Instructions to follow> Update only the lines from the one that contains "Practice step: set one point on each instance of the tree" through the last line, changing every "Target" to "Label" and leaving everything else unchanged.
──────────
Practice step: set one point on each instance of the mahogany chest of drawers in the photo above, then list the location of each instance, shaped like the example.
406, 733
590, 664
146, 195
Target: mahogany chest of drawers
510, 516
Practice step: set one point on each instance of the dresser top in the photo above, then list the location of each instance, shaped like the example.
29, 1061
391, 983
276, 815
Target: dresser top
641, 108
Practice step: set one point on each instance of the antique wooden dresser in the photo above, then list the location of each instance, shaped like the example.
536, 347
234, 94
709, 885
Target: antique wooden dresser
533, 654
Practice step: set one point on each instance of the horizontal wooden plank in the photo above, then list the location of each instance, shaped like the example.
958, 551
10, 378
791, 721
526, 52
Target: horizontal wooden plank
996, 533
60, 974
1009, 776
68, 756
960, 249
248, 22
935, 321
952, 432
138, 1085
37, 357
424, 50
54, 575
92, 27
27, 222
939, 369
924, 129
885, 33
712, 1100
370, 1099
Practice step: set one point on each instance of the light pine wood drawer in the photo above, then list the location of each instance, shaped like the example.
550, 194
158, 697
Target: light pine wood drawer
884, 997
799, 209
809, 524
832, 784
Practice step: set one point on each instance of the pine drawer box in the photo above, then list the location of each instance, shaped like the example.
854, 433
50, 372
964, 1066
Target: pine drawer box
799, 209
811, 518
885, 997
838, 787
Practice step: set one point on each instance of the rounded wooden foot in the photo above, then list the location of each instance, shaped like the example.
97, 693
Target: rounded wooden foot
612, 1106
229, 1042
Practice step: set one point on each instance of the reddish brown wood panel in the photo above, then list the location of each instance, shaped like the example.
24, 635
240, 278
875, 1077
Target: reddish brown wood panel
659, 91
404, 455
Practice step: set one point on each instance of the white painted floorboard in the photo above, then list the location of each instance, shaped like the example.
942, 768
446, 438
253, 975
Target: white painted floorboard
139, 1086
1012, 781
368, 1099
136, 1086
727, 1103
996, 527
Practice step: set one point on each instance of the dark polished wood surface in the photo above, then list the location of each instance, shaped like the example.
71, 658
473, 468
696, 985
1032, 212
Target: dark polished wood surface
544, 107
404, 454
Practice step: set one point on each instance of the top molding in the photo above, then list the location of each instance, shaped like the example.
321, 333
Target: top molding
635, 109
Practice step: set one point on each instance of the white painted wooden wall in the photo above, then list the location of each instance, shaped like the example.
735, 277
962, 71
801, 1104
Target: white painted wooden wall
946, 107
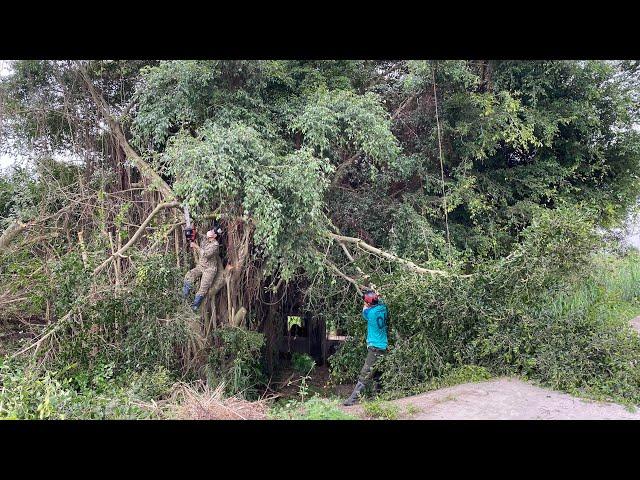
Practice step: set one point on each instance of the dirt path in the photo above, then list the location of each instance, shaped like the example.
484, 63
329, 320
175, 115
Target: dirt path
502, 399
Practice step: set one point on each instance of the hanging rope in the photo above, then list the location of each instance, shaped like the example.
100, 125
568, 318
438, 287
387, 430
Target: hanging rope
444, 195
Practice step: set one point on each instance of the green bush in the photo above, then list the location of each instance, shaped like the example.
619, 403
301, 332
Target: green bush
554, 311
237, 360
315, 408
380, 409
27, 393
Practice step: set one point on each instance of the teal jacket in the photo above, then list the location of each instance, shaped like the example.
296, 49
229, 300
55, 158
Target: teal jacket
376, 318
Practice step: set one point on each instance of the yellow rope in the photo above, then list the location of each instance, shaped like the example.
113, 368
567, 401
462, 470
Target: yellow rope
444, 195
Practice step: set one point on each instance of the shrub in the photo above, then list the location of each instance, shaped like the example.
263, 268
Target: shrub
552, 311
380, 409
237, 361
315, 408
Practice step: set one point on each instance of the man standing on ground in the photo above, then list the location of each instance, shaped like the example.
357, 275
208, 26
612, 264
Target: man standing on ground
206, 268
376, 313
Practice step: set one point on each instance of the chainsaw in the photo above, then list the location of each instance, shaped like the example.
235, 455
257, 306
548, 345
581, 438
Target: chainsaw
190, 232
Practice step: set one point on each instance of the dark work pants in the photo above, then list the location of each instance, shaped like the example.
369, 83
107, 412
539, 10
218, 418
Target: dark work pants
370, 371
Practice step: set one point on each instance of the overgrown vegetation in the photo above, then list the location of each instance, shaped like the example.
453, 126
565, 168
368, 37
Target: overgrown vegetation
325, 176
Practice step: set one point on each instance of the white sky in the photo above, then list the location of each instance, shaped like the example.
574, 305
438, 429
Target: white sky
5, 160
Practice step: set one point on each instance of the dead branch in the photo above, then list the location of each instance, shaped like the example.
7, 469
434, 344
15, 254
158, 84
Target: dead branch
145, 169
136, 235
390, 256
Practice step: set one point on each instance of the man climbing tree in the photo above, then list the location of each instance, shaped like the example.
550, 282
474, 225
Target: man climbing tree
206, 268
376, 313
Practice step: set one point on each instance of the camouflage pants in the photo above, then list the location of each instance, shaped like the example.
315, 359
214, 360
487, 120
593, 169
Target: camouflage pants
207, 274
370, 371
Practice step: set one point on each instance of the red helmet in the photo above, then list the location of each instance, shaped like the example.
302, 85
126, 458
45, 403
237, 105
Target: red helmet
370, 297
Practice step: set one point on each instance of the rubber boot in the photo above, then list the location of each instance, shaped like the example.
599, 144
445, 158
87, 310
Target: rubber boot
196, 303
186, 288
353, 399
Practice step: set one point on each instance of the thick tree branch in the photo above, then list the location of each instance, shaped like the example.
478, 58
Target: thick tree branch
145, 169
135, 236
390, 256
333, 267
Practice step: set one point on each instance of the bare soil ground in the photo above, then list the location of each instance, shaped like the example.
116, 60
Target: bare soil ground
502, 399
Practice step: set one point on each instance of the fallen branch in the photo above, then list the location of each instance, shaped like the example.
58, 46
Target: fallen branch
390, 256
352, 281
135, 236
145, 169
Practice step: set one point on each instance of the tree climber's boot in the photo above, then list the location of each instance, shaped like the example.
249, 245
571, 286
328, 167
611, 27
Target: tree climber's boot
353, 399
196, 303
186, 288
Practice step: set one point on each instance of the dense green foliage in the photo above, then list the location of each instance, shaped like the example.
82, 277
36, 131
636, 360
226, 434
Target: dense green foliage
536, 156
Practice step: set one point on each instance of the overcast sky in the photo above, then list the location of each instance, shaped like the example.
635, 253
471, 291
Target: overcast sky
5, 160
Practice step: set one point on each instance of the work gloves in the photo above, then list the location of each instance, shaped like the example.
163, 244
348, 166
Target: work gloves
──────────
Complete answer>
Practice step: set one point on each instance of the tree climber's boot in the photo above, then list the location of each instance, shaped like the example.
249, 245
571, 286
328, 167
611, 27
Label: tree climber's boot
353, 399
196, 303
186, 288
Practice step: set one point on each instance of the dense green foliage in the photo above, then list the location of each instance, shaped like the example.
82, 277
36, 131
636, 360
226, 434
Label: dense green foliage
536, 156
Practice step: set one point on each instance of the overcast sky in the photo above, then list the location of each instance, shaped like the example.
635, 253
471, 291
Label: overcast sky
5, 160
Practice step: set one point on each instance of the work gloves in the photo above, then list the location of each instance, shaped like the example.
163, 244
348, 166
Label: work gloves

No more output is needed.